### 提供された文章
バリに半年住んでいた時の話 その8 

ガブリーとのレッスンを覗かせてもらっていた事もあって、パッ・グスティとの練習は比較的スムーズに進んでいた。

 

1曲通して終えた頃、途中まで同じ音を叩いていたパッ・グスティが別のパートを叩き出した。

 

これは日本でガムランをやっていた頃にも体験した事がある。

コテカンというやつだろう。

 

一方で

「ネンノネンネノ」、と叩いている向かいで「ッノネッノッネノ」と叩き、

それらのリズムを組み合わせることで1つのリズムパターンが完成する。

「番い(つがい)リズム」だ。

 

「もしまだここでの時間があるなら、あなたの今叩いている「ポロス」に加えて、「サンシ」も覚えてみるといいよ」

 

簡単に説明すると、

「ポロス」は表拍で「サンシ」は裏拍だ。

ウブドでの生活も10日ほど経っており、残すところはあと4日程かというところだった。

 

「覚えてみます、ありがとう」

 

たった10日ほどの間だったのに、仲間内では気に入ったお店や行きつけのお店も出来たし、

タトゥー屋さんも怖くなくなったし、ガブリーやメアリという友達も出来た。

 

留学前、現地に行った際に特に注意すべき事について、学んでいた事が幾つかある。

バリ人に対してと現地にいる外国人に対してで異なる事は、いくつかあったと思う。

例えば

 

・頭を撫でない(特にバリの子供に対して。理由:精霊が逃げてしまうから)

・握手の際等に左手を使用しない(特にバリ人に対して。理由:不浄の手だから)

※今のトイレ事情は分からないが、当時まだまだトイレを使用した後に左手で水をすくってその水で綺麗にするという事もあり、左手は不浄の手とされ食事や握手では使わないように言われていた。

 

というものがあったが、恐らく万国共通の人に対してやらない方が良さそうだと解釈したものに

 

・政治の話をしない

・宗教の話をしない

 

というものがあった。

なので基本的に政治や宗教の話は避けるようにしていたのだが、ある時メアリとブッシュ元大統領の話題になった事があった。
######
### 与えられた情報
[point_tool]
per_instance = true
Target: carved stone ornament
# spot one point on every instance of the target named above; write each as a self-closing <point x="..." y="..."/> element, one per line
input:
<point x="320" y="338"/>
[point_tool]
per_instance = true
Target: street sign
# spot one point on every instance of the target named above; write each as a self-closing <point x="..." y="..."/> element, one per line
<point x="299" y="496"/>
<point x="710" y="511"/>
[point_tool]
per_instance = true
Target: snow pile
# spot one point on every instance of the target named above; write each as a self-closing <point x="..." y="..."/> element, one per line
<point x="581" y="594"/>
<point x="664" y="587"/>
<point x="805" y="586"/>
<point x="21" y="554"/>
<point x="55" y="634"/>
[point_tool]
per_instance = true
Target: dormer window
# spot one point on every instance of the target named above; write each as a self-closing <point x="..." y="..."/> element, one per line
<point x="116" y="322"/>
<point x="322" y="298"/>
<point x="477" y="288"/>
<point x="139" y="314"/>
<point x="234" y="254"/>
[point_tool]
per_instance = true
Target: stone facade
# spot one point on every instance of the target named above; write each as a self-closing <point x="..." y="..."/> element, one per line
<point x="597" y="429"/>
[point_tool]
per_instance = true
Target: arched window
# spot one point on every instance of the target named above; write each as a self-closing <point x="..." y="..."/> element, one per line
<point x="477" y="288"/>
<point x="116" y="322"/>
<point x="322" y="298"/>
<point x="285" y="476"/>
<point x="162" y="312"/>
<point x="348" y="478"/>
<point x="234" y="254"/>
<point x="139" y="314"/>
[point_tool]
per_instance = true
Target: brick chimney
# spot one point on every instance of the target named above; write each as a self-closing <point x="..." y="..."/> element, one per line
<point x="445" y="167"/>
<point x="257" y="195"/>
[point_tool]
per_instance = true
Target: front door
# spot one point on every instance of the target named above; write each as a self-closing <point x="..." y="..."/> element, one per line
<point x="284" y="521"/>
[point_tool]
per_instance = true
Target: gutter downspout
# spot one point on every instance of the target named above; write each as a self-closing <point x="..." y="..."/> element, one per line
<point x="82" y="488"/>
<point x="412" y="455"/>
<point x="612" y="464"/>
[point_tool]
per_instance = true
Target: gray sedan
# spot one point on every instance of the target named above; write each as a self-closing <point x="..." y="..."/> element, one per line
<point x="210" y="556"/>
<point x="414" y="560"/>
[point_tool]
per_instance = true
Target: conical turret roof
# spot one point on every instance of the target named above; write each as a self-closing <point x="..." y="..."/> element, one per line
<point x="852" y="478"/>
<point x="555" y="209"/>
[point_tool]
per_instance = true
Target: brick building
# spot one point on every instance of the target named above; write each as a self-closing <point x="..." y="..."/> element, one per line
######
取り組む課題:
**a.** バリ滞在の文章から、「留学前、現地に行った際に特に注意すべき事について、学んでいた事が幾つかある。」から「使わないように言われていた。」に至るまでの部分をすべてそのまま書き写してください。
**b.** バリ滞在の文章によると、握手の際に左手を使わないように言われていたのはなぜですか。1〜3文で説明してください。
**c.** バリ滞在の文章の続きを、最後の文の後から書いてください。

期待される出力:
**a.**
留学前、現地に行った際に特に注意すべき事について、学んでいた事が幾つかある。

バリ人に対してと現地にいる外国人に対してで異なる事は、いくつかあったと思う。

例えば

 

・頭を撫でない(特にバリの子供に対して。理由:精霊が逃げてしまうから)

・握手の際等に左手を使用しない(特にバリ人に対して。理由:不浄の手だから)

※今のトイレ事情は分からないが、当時まだまだトイレを使用した後に左手で水をすくってその水で綺麗にするという事もあり、左手は不浄の手とされ食事や握手では使わないように言われていた。

**b.** 左手は不浄の手とされていたからです。当時はトイレを使った後に左手で水をすくって綺麗にすることがあったため、食事や握手では左手を使わないように言われていました。

**c.**
現在のトランプ大統領ほどではないが、確か民主党と比べると右寄りに感じる政党だったと思ったし戦争もたくさん行っていたし、当時は主張が強い人だな、と思っていた。そしてブッシュ大統領が選ばれた際にメアリに「ブッシュさんは強かったね。アメリカでは支持されているんだね?」と聞いたところ、「オラン アメリカ ムンジャディ ボドー(アメリカ人は、バカになった)」と返って来て笑ってしまった事があった。

 

タブーはあるし仲良くなった友人とでも避けた方が良い話題や通すべき礼儀は勿論あるが、若者同士では話せる事もなくはなかったし良い経験が出来たと思っている。

 

今のテクノロジーや格安航空券が当時もあったら・・・と現在の若者を羨ましく感じる事も物凄くたくさんあるが、平和で親世代が普通家庭でも比較的自由にさせていてもらえ、戦争も国際情勢も今より穏やかでウィルスも今ほど新種のものが短い周期で出て来ておらず、良い時代だったのかなと懐かしく感じる事もあるのだ。

 

また、ガブリーはデンマーク人なのに英語がペラペラなので、何故なのか理由を聞いた事があった。すると、デンマークでも英語の話せない人はいるが大学生は大学で行われる授業が英語なので必ず覚えるのだ、と教えてもらった。

 

良い点悪い点それぞれあるのだと思ったが、実際後で出会った他の国の外国からの留学生を見ていても、特にヨーロッパから来た人々については皆英語でネイティブ並みの会話をしていたので、少し恥ずかしく思った。

 

その代わり、インドネシア語の発音は欧米人には特有の癖があり、日本人の方がバリ人に近い発音で話す事が出来た。

 

例えば、「いらない」という言葉。

インドネシア語では「tidak mau」という。

文章で書くと「ティダマウ」なのだが欧米の人は「ティダッキ マアウ」と発音する。

 

この辺は言語族なんかの違いを分析出来たら面白かったのだと思うが、何せ怠惰な方の大学生だった自分はそこを掘り下げる事もしなかった。

もったいない。。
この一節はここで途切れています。